■ **Texte fourni**
Il a débuté en 1996 avec l’idée de répondre à une question essentielle, celle de l’hétérogénéité des classes en matière de lecture, en proposant une pédagogie différenciée et pertinente. Puis, nous avons constaté que ce qui faisait souvent défaut chez les élèves, c’était la compréhension des textes. Aujourd’hui, avec la troisième version du Roll, nous proposons une pédagogie de la compréhension fondée sur la métacognition : chaque élève prend conscience de ses fonctionnements cognitifs pour apprendre en toute connaissance de cause. Tout le défi du Roll consiste à amener l’élève à trouver un équilibre entre son interprétation personnelle d’un texte et le respect de l’auteur.
Quels sont les résultats ?

■ **Exercices à faire**
[1] Traduisez en anglais cette phrase du texte fourni : « Puis, nous avons constaté que ce qui faisait souvent défaut chez les élèves, c’était la compréhension des textes. »
[2] D'après le texte fourni, sur quoi repose la pédagogie de la compréhension proposée avec la troisième version du Roll ?
[3] Recopiez mot pour mot le passage du texte fourni qui va de « Il a débuté » jusqu'à « respect de l’auteur. » inclus.

■ **Lignes de données**
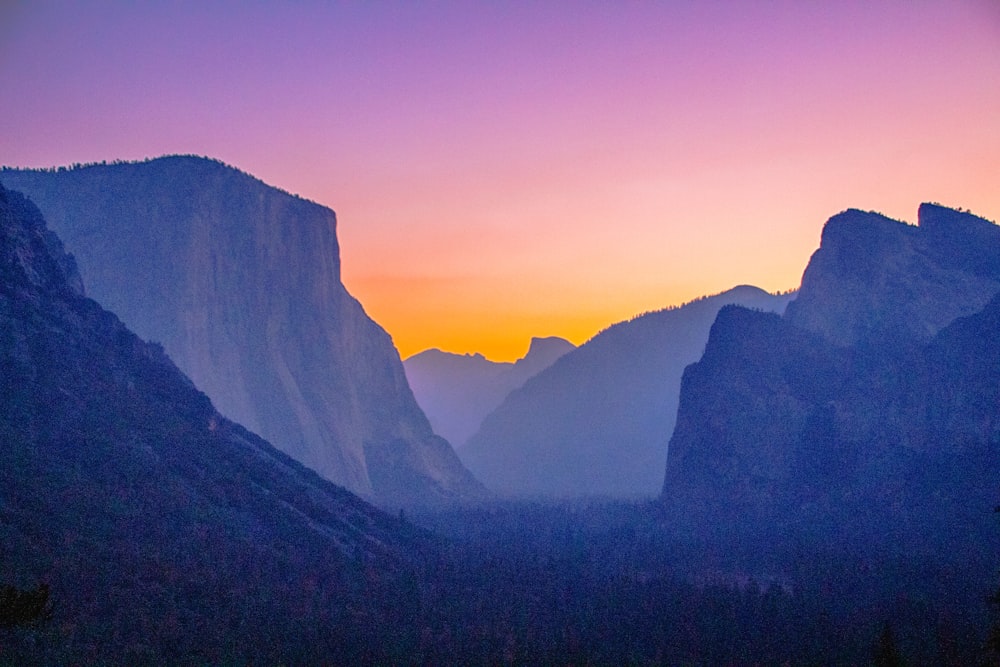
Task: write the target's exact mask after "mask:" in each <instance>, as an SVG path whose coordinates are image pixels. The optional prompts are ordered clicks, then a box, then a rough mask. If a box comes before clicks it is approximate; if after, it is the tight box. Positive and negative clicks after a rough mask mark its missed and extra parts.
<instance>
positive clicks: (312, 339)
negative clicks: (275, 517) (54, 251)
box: [0, 157, 481, 505]
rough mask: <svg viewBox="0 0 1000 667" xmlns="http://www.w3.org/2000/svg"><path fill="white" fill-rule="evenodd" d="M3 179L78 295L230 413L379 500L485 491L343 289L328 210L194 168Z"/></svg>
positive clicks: (203, 161) (79, 170)
mask: <svg viewBox="0 0 1000 667" xmlns="http://www.w3.org/2000/svg"><path fill="white" fill-rule="evenodd" d="M0 181H2V182H3V183H4V184H5V185H7V186H8V187H10V188H12V189H17V190H22V191H24V192H25V193H26V194H27V195H28V196H29V197H30V198H31V199H32V200H33V201H34V202H35V203H36V204H37V205H38V207H39V208H40V209H41V210H42V212H43V214H44V215H45V217H46V219H47V221H48V223H49V225H51V227H52V229H53V230H54V231H55V232H56V233H58V234H59V235H60V237H61V238H62V239H63V241H64V242H65V243H66V246H67V247H68V248H69V250H70V251H71V252H72V253H73V254H74V255H75V256H76V259H77V261H78V263H79V266H80V273H81V274H82V276H83V282H84V284H85V286H86V290H87V293H88V294H89V295H91V296H93V297H94V298H95V299H97V300H98V301H100V302H101V303H102V304H104V305H106V306H107V307H108V308H110V309H111V310H112V311H113V312H115V313H117V314H118V315H119V316H120V317H121V318H122V320H123V321H124V322H125V323H126V324H127V325H128V326H130V327H131V328H133V329H134V330H135V331H136V332H137V333H138V334H139V335H140V336H142V337H143V338H146V339H149V340H154V341H158V342H160V343H161V344H162V345H163V347H164V349H165V350H166V351H167V354H169V355H170V357H171V358H172V359H174V360H175V361H176V363H177V365H178V367H180V368H181V370H183V371H184V372H185V373H187V374H188V375H189V376H190V377H191V379H192V380H193V381H194V382H195V384H196V385H197V386H198V387H200V388H201V389H203V390H204V391H205V393H207V394H208V395H209V397H211V399H212V400H213V402H214V403H215V404H216V405H218V407H219V410H220V411H221V412H222V413H223V414H225V415H226V416H227V417H230V418H232V419H234V420H236V421H238V422H240V423H242V424H245V425H246V426H247V427H248V428H250V429H251V430H253V431H255V432H258V433H260V434H261V435H263V436H264V437H265V438H267V439H268V440H269V441H271V442H273V443H274V444H275V445H276V446H277V447H279V448H281V449H282V450H283V451H285V452H287V453H288V454H289V455H291V456H293V457H294V458H296V459H298V460H299V461H301V462H303V463H305V464H306V465H308V466H309V467H311V468H313V469H314V470H316V471H317V472H319V473H320V474H321V475H323V476H325V477H327V478H328V479H330V480H333V481H334V482H337V483H339V484H343V485H344V486H346V487H347V488H349V489H351V490H353V491H355V492H357V493H361V494H363V495H366V496H369V497H372V498H374V499H376V500H377V501H378V502H381V503H385V504H390V505H394V504H410V503H423V502H435V501H441V500H446V499H452V498H463V497H470V496H475V495H476V494H478V493H480V491H481V488H480V487H479V485H478V484H477V483H476V482H475V480H474V479H473V478H472V477H471V476H470V475H469V473H468V472H467V471H466V470H465V469H464V468H463V467H462V465H461V463H460V462H459V460H458V458H457V457H456V456H455V454H454V452H453V451H452V449H451V447H450V446H449V445H448V443H447V442H445V441H444V440H443V439H442V438H439V437H437V436H435V435H434V434H433V432H432V431H431V427H430V425H429V423H428V422H427V419H426V418H425V416H424V415H423V413H422V412H421V411H420V408H419V407H418V406H417V404H416V401H415V400H414V399H413V395H412V393H411V392H410V389H409V386H408V385H407V383H406V376H405V374H404V371H403V365H402V362H401V361H400V359H399V355H398V353H397V352H396V350H395V348H394V347H393V345H392V341H391V339H390V338H389V336H388V334H386V332H385V331H383V330H382V329H381V328H380V327H379V326H378V325H377V324H375V323H374V322H373V321H372V320H371V319H369V318H368V316H367V315H366V314H365V312H364V310H363V309H362V307H361V305H360V304H359V303H358V302H357V301H356V300H355V299H354V298H353V297H351V296H350V294H348V293H347V291H346V290H345V289H344V286H343V285H342V284H341V281H340V257H339V248H338V244H337V237H336V232H335V224H336V221H335V217H334V213H333V211H331V210H330V209H328V208H325V207H323V206H320V205H318V204H314V203H312V202H309V201H306V200H303V199H299V198H296V197H293V196H291V195H289V194H287V193H285V192H282V191H280V190H277V189H275V188H271V187H269V186H267V185H265V184H264V183H262V182H260V181H258V180H256V179H254V178H252V177H250V176H248V175H246V174H243V173H241V172H239V171H237V170H235V169H232V168H230V167H227V166H225V165H223V164H221V163H219V162H215V161H212V160H208V159H203V158H196V157H167V158H160V159H157V160H151V161H148V162H142V163H135V164H125V163H122V164H113V165H92V166H87V167H82V168H76V169H69V170H66V169H60V170H58V171H16V170H4V171H3V172H2V173H0Z"/></svg>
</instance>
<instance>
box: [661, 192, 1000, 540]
mask: <svg viewBox="0 0 1000 667" xmlns="http://www.w3.org/2000/svg"><path fill="white" fill-rule="evenodd" d="M998 252H1000V229H998V228H997V227H996V226H995V225H993V224H992V223H989V222H988V221H985V220H982V219H980V218H976V217H974V216H971V215H969V214H966V213H961V212H957V211H950V210H948V209H944V208H942V207H938V206H932V205H924V206H922V207H921V209H920V226H918V227H912V226H908V225H904V224H902V223H898V222H895V221H891V220H888V219H887V218H884V217H882V216H878V215H875V214H864V213H859V212H854V211H851V212H847V213H845V214H841V215H839V216H835V217H834V218H832V219H831V220H830V221H829V222H828V223H827V226H826V228H825V229H824V233H823V241H822V246H821V247H820V249H819V250H818V251H817V252H816V253H815V254H814V255H813V258H812V260H811V261H810V264H809V267H808V268H807V269H806V271H805V275H804V277H803V282H802V287H801V289H800V291H799V295H798V297H797V299H796V300H795V301H793V302H792V303H791V304H789V306H788V309H787V311H786V313H785V315H784V316H783V317H779V316H776V315H768V314H763V313H756V312H751V311H748V310H746V309H742V308H737V307H731V308H725V309H723V310H722V311H720V313H719V316H718V318H717V319H716V321H715V323H714V325H713V326H712V330H711V334H710V336H709V340H708V344H707V346H706V348H705V353H704V355H703V356H702V358H701V360H700V361H698V362H697V363H695V364H692V365H691V366H690V367H688V368H687V369H686V371H685V373H684V378H683V381H682V384H681V397H680V403H679V408H678V416H677V426H676V428H675V430H674V434H673V437H672V438H671V440H670V446H669V450H668V459H667V466H666V476H665V480H664V486H663V500H664V502H665V504H666V505H667V506H668V507H669V508H670V513H671V516H672V517H673V518H674V520H675V521H676V522H677V523H678V525H682V526H684V527H685V528H686V529H687V530H688V531H689V532H690V533H692V534H695V533H697V532H699V531H736V532H738V531H746V532H748V533H751V534H759V533H760V532H761V531H763V530H773V531H779V532H780V533H781V534H783V535H786V536H787V535H793V534H794V535H799V536H802V535H813V536H819V539H843V540H847V539H848V537H851V538H852V539H858V540H861V541H867V542H870V543H871V544H875V543H878V544H882V545H886V544H891V545H892V547H893V548H913V549H933V548H941V547H942V545H945V544H947V542H948V540H949V539H954V540H963V539H964V540H968V539H970V536H973V535H976V536H982V534H983V533H982V531H983V530H984V529H986V528H988V524H987V523H984V522H982V521H981V518H982V516H981V515H982V511H983V508H988V507H991V506H992V505H993V504H995V502H994V500H995V498H994V500H991V499H990V498H991V496H992V495H994V494H995V493H996V488H995V479H996V475H997V474H998V471H1000V402H998V400H997V389H996V388H997V387H998V386H1000V365H998V359H1000V341H998V339H997V336H996V331H997V329H996V326H997V325H996V321H997V317H998V316H1000V297H997V294H998V292H1000V282H998V278H1000V271H997V268H998V266H1000V262H997V257H998V254H997V253H998ZM991 480H993V481H991ZM977 522H979V523H977Z"/></svg>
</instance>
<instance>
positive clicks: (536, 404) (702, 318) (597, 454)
mask: <svg viewBox="0 0 1000 667" xmlns="http://www.w3.org/2000/svg"><path fill="white" fill-rule="evenodd" d="M791 298H792V297H791V296H790V295H781V296H774V295H771V294H767V293H766V292H764V291H763V290H760V289H758V288H756V287H749V286H741V287H736V288H734V289H732V290H729V291H727V292H723V293H722V294H718V295H715V296H710V297H706V298H702V299H699V300H697V301H693V302H691V303H688V304H685V305H684V306H681V307H678V308H672V309H667V310H661V311H657V312H653V313H647V314H645V315H641V316H638V317H636V318H634V319H632V320H630V321H627V322H621V323H618V324H615V325H614V326H612V327H609V328H608V329H606V330H605V331H603V332H601V333H599V334H598V335H596V336H594V338H592V339H591V340H589V341H587V342H586V343H584V344H583V345H581V346H580V347H579V348H577V349H576V350H574V351H572V352H570V353H568V354H566V355H565V356H563V357H561V358H560V359H559V360H558V361H556V362H555V363H554V364H552V366H550V367H549V368H547V369H546V370H544V371H542V372H541V373H539V374H538V375H536V376H535V377H533V378H532V379H530V380H528V382H526V383H525V385H524V386H523V387H521V388H520V389H518V390H515V391H513V392H511V393H510V394H509V395H508V396H507V398H506V399H505V400H504V402H503V404H501V405H500V407H498V408H497V409H496V410H495V411H494V412H493V413H492V414H490V415H489V416H488V417H487V418H486V419H485V420H484V421H483V424H482V427H481V428H480V430H479V432H478V433H476V434H475V435H474V436H473V437H472V438H471V439H470V440H469V442H468V444H467V445H466V446H465V447H464V448H463V449H462V458H463V461H464V462H465V463H466V465H467V466H468V467H469V469H470V470H472V471H473V474H475V475H476V476H477V477H478V478H479V479H480V480H481V481H482V482H483V483H484V484H485V485H486V486H487V487H488V488H491V489H492V490H494V491H496V492H498V493H502V494H509V495H549V496H579V495H593V494H597V495H611V496H648V497H652V496H655V495H656V494H657V492H658V491H659V490H660V488H661V487H662V484H663V472H662V470H663V466H664V465H665V463H666V443H667V441H668V440H669V438H670V433H671V432H672V431H673V426H674V418H675V415H676V409H677V396H678V392H679V389H680V379H681V373H682V372H683V370H684V367H685V366H687V365H688V364H689V363H692V362H693V361H696V360H697V359H698V357H699V356H700V355H701V353H702V350H703V349H704V347H705V341H706V340H707V339H708V331H709V328H710V326H711V324H712V321H713V320H714V319H715V315H716V313H717V312H718V310H719V309H720V308H721V307H723V306H724V305H726V304H731V303H742V304H745V305H747V306H750V307H753V308H760V309H763V310H777V311H781V310H783V309H784V307H785V305H786V304H787V303H788V301H789V300H790V299H791Z"/></svg>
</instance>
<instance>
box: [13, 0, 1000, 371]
mask: <svg viewBox="0 0 1000 667" xmlns="http://www.w3.org/2000/svg"><path fill="white" fill-rule="evenodd" d="M0 90H3V101H4V103H3V110H2V113H0V164H8V165H17V166H52V165H60V164H69V163H73V162H92V161H100V160H114V159H141V158H146V157H155V156H159V155H163V154H168V153H195V154H200V155H208V156H211V157H215V158H218V159H221V160H223V161H225V162H227V163H229V164H232V165H234V166H237V167H239V168H240V169H243V170H244V171H247V172H250V173H252V174H254V175H255V176H257V177H259V178H261V179H263V180H264V181H266V182H268V183H270V184H273V185H277V186H279V187H282V188H284V189H286V190H289V191H291V192H295V193H298V194H301V195H302V196H304V197H308V198H309V199H312V200H315V201H317V202H320V203H322V204H325V205H327V206H330V207H331V208H333V209H334V210H336V211H337V215H338V234H339V237H340V241H341V258H342V263H343V276H344V282H345V284H346V285H347V287H348V289H349V290H350V291H351V292H352V293H353V294H354V295H355V296H357V297H358V298H359V299H360V300H361V302H362V303H363V304H364V305H365V308H366V310H367V311H368V313H369V314H370V315H371V316H372V317H373V318H374V319H375V320H376V321H378V322H379V323H380V324H381V325H382V326H384V327H385V328H386V329H387V330H388V331H389V333H390V334H392V336H393V338H394V340H395V342H396V345H397V347H398V348H399V350H400V353H401V354H402V355H403V356H404V357H406V356H409V355H411V354H414V353H416V352H419V351H420V350H423V349H425V348H428V347H438V348H441V349H445V350H450V351H455V352H472V351H479V352H483V353H485V354H486V355H487V356H489V357H491V358H494V359H498V360H509V359H513V358H516V357H518V356H521V355H523V354H524V352H525V351H526V350H527V345H528V340H529V338H530V337H531V336H532V335H540V336H541V335H560V336H564V337H566V338H569V339H570V340H572V341H573V342H574V343H582V342H583V341H585V340H586V339H587V338H589V337H590V336H592V335H593V334H594V333H596V332H597V331H598V330H600V329H602V328H604V327H605V326H607V325H609V324H611V323H613V322H616V321H619V320H622V319H626V318H628V317H631V316H633V315H635V314H637V313H639V312H643V311H647V310H655V309H659V308H663V307H665V306H668V305H673V304H676V303H680V302H683V301H688V300H690V299H692V298H696V297H698V296H701V295H704V294H709V293H715V292H719V291H722V290H725V289H728V288H729V287H732V286H734V285H737V284H740V283H750V284H755V285H758V286H760V287H763V288H765V289H768V290H784V289H788V288H793V287H796V286H797V285H798V283H799V279H800V277H801V273H802V270H803V268H804V267H805V264H806V262H807V261H808V258H809V255H810V254H811V253H812V251H813V250H814V249H815V248H816V246H817V244H818V242H819V235H820V231H821V228H822V224H823V222H824V221H825V220H826V219H827V218H828V217H830V216H831V215H833V214H835V213H837V212H839V211H841V210H843V209H845V208H848V207H856V208H862V209H873V210H878V211H881V212H883V213H886V214H887V215H890V216H893V217H896V218H899V219H903V220H907V221H911V222H912V221H914V217H915V214H916V209H917V206H918V205H919V203H920V202H922V201H938V202H940V203H943V204H946V205H951V206H960V207H963V208H971V209H972V210H973V211H974V212H976V213H979V214H980V215H984V216H985V217H988V218H991V219H994V220H996V219H998V218H1000V4H998V3H996V2H991V1H989V0H979V1H969V2H962V1H959V0H950V1H945V2H920V1H918V0H909V1H906V2H841V3H826V2H809V1H806V0H803V1H798V2H759V3H745V2H716V3H706V2H659V3H654V2H641V3H640V2H634V3H620V2H605V3H590V2H540V3H535V2H517V3H513V2H512V3H473V2H456V3H444V2H434V3H430V2H428V3H410V2H406V3H403V2H400V3H388V2H386V3H346V2H345V3H326V2H322V3H321V2H299V3H242V2H230V3H194V2H192V3H126V2H119V3H114V2H80V3H63V2H54V3H46V2H38V3H36V2H32V3H20V4H18V3H4V4H2V5H0Z"/></svg>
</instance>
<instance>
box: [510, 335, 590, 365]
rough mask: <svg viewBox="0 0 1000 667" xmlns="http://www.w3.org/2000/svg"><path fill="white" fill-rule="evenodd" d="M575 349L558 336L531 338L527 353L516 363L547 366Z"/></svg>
mask: <svg viewBox="0 0 1000 667" xmlns="http://www.w3.org/2000/svg"><path fill="white" fill-rule="evenodd" d="M575 349H576V346H575V345H573V343H571V342H569V341H568V340H566V339H565V338H560V337H559V336H546V337H538V336H535V337H532V339H531V344H530V345H529V346H528V353H527V354H526V355H524V356H523V357H522V358H521V359H520V360H519V361H518V363H519V364H524V363H526V362H527V363H528V364H529V365H531V364H535V363H541V364H544V365H548V364H551V363H552V362H554V361H555V360H556V359H558V358H559V357H561V356H563V355H564V354H566V353H567V352H570V351H572V350H575Z"/></svg>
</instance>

■ **Réponses par numéro**
[1] Then we found that what students often lacked was an understanding of texts.

[2] Sur la métacognition.

[3]
Il a débuté en 1996 avec l’idée de répondre à une question essentielle, celle de l’hétérogénéité des classes en matière de lecture, en proposant une pédagogie différenciée et pertinente. Puis, nous avons constaté que ce qui faisait souvent défaut chez les élèves, c’était la compréhension des textes. Aujourd’hui, avec la troisième version du Roll, nous proposons une pédagogie de la compréhension fondée sur la métacognition : chaque élève prend conscience de ses fonctionnements cognitifs pour apprendre en toute connaissance de cause. Tout le défi du Roll consiste à amener l’élève à trouver un équilibre entre son interprétation personnelle d’un texte et le respect de l’auteur.